- ACTION ITEM
Only the lines with "Target" in the entries below belong in the answer; please copy them.

[Dataset entries]
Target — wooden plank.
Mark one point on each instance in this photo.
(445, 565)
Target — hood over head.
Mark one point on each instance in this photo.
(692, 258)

- ANSWER BOX
Target — wooden plank.
Target — hood over head.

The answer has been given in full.